Referring expression data
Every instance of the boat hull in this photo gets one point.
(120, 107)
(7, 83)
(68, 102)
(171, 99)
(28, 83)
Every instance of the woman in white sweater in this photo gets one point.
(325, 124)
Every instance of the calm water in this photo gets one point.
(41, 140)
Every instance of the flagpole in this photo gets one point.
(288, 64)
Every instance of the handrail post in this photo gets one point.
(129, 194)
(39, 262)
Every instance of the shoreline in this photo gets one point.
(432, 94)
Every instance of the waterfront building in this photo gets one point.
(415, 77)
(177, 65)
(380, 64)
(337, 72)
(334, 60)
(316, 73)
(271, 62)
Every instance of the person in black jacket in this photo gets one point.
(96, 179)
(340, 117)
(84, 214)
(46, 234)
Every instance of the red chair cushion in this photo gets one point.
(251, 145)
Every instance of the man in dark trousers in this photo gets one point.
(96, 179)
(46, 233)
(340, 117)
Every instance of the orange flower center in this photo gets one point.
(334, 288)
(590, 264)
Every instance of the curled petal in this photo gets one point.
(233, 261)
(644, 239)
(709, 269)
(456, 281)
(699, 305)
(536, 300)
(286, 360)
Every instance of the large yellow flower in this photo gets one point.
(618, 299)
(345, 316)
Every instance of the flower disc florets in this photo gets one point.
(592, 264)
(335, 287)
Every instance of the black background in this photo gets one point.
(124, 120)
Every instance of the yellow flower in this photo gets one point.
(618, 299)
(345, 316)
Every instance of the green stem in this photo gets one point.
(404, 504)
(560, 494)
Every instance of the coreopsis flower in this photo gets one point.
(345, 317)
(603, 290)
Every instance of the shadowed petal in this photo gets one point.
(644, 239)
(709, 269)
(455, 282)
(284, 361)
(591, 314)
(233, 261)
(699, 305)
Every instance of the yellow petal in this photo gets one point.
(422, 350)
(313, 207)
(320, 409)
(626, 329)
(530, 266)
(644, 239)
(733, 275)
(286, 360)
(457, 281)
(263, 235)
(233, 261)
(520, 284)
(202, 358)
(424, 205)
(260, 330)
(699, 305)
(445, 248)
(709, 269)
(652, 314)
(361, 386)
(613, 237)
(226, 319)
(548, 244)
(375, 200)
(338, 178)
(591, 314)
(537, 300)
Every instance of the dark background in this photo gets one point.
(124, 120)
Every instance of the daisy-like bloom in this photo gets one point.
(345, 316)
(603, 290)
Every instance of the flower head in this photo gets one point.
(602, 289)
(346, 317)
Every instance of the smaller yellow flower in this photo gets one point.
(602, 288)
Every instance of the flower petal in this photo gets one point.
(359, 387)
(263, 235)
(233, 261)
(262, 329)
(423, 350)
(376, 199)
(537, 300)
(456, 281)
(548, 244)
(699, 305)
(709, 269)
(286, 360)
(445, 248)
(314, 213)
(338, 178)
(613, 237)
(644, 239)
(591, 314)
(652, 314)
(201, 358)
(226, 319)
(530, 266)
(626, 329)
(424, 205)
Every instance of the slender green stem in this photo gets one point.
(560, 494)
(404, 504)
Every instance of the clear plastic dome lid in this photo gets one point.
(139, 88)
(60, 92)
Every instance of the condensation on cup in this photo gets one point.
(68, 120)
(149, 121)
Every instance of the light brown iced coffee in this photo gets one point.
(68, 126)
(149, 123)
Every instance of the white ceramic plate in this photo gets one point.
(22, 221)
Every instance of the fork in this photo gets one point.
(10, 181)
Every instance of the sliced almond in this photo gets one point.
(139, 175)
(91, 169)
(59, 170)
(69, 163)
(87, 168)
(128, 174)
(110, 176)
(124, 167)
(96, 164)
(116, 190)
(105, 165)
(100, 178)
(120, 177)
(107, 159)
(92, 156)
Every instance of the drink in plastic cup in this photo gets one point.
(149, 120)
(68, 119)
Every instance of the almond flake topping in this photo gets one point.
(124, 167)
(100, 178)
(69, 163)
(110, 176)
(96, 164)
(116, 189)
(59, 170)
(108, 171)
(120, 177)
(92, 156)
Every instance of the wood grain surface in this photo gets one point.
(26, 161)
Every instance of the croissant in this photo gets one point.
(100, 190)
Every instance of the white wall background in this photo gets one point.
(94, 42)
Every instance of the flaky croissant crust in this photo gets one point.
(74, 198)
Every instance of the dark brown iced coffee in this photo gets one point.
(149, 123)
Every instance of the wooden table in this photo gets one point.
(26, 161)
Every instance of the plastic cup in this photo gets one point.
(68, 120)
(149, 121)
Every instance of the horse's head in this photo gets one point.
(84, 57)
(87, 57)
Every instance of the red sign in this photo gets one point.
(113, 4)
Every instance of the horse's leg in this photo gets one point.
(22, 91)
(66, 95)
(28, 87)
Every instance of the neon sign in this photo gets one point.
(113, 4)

## ACTION ITEM
Retype all of the records so that every line matches the original exactly.

## EXERCISE ANSWER
Every instance of the boat hull in this photo gets one point.
(120, 107)
(7, 83)
(68, 102)
(171, 99)
(28, 83)
Every instance of the woman in white sweater in this photo gets one point.
(325, 124)
Every instance of the calm water in this photo gets one point.
(41, 140)
Every instance of the flagpole in this photo gets one point.
(288, 64)
Every instance of the handrail post in this photo gets one point.
(129, 194)
(39, 262)
Every instance of the shoreline in this photo gets one point.
(432, 94)
Every instance of the waterfront building in this photo gets one point.
(415, 77)
(177, 65)
(380, 64)
(337, 72)
(334, 60)
(316, 73)
(271, 62)
Every instance of the person in black jacket in this photo gets one point.
(96, 179)
(340, 117)
(84, 214)
(46, 234)
Every instance of the red chair cushion in this photo gets one point.
(251, 145)
Every instance of the man in dark trousers in this photo gets one point.
(96, 179)
(46, 233)
(340, 117)
Every instance of the orange flower center in this photo gets one point.
(334, 288)
(590, 264)
Every instance of the curled petal in this photo gets one point.
(233, 261)
(644, 239)
(709, 269)
(456, 281)
(699, 305)
(536, 300)
(286, 360)
Every instance of the large yellow flower in this photo gets one point.
(618, 299)
(345, 316)
Every instance of the flower disc florets in this photo gets one point.
(592, 264)
(335, 287)
Every instance of the black background in this photo gets one point.
(124, 120)
Every instance of the yellow flower in this photo gets one point.
(618, 299)
(345, 316)
Every instance of the green stem in this photo gets one point.
(404, 504)
(560, 494)
Every instance of the coreopsis flower in this photo gets one point.
(345, 317)
(603, 290)
Every instance of the shadowed petal in this photo gets one point.
(644, 239)
(709, 269)
(455, 282)
(284, 361)
(591, 314)
(233, 261)
(699, 305)
Every instance of the yellow petal in this photo gets one point.
(422, 350)
(313, 207)
(320, 409)
(626, 329)
(530, 266)
(644, 239)
(733, 275)
(286, 360)
(457, 281)
(263, 235)
(233, 261)
(520, 284)
(202, 358)
(424, 205)
(260, 330)
(699, 305)
(445, 248)
(709, 269)
(652, 314)
(361, 386)
(613, 237)
(226, 319)
(548, 244)
(375, 200)
(338, 178)
(591, 314)
(537, 300)
Every instance of the dark background in this photo gets one point.
(124, 120)
Every instance of the daisy-like bloom in this photo gets one point.
(345, 316)
(603, 290)
Every instance of the flower head in this photo gets one point.
(602, 289)
(346, 317)
Every instance of the smaller yellow flower in this photo gets one point.
(602, 288)
Every instance of the flower petal in this photo gets one point.
(359, 387)
(263, 235)
(233, 261)
(262, 329)
(423, 350)
(376, 199)
(537, 300)
(456, 281)
(548, 244)
(699, 305)
(709, 269)
(286, 360)
(445, 248)
(314, 213)
(338, 178)
(613, 237)
(644, 239)
(591, 314)
(652, 314)
(201, 358)
(226, 319)
(530, 266)
(626, 329)
(424, 205)
Every instance of the slender green stem in this photo gets one point.
(560, 494)
(404, 504)
Every instance of the clear plastic dome lid in this photo gets one point.
(139, 88)
(60, 92)
Every instance of the condensation on cup in this photo gets one point.
(68, 120)
(149, 121)
Every instance of the light brown iced coffee in this photo gets one point.
(68, 126)
(149, 123)
Every instance of the white ceramic plate in this photo gets one point.
(22, 221)
Every instance of the fork in this photo gets one point.
(10, 181)
Every instance of the sliced almond in this photo gets one point.
(139, 175)
(91, 169)
(59, 170)
(69, 163)
(87, 168)
(128, 174)
(110, 176)
(124, 167)
(96, 164)
(116, 190)
(105, 165)
(100, 178)
(120, 177)
(107, 159)
(92, 156)
Every instance of the drink in plastic cup in this photo gets one point.
(149, 120)
(68, 119)
Every instance of the almond flake topping in this photo gets one point.
(124, 167)
(100, 178)
(69, 163)
(110, 176)
(96, 164)
(116, 189)
(59, 170)
(108, 171)
(120, 177)
(92, 156)
Every instance of the wood grain surface in this photo gets one point.
(26, 161)
Every instance of the croissant in this photo gets one point.
(100, 190)
Every instance of the white wall background in this photo gets one point.
(94, 42)
Every instance of the flaky croissant crust in this photo gets one point.
(74, 198)
Every instance of the dark brown iced coffee in this photo gets one point.
(149, 123)
Every instance of the wooden table in this photo gets one point.
(26, 161)
Every instance of the plastic cup in this photo gets one point.
(68, 120)
(149, 121)
Every instance of the horse's head in this photo gets one point.
(84, 57)
(87, 57)
Every instance of the red sign in this photo gets one point.
(113, 4)
Every instance of the horse's leg in this photo gets one point.
(22, 91)
(66, 95)
(28, 87)
Every instance of the neon sign in this photo gets one point.
(113, 4)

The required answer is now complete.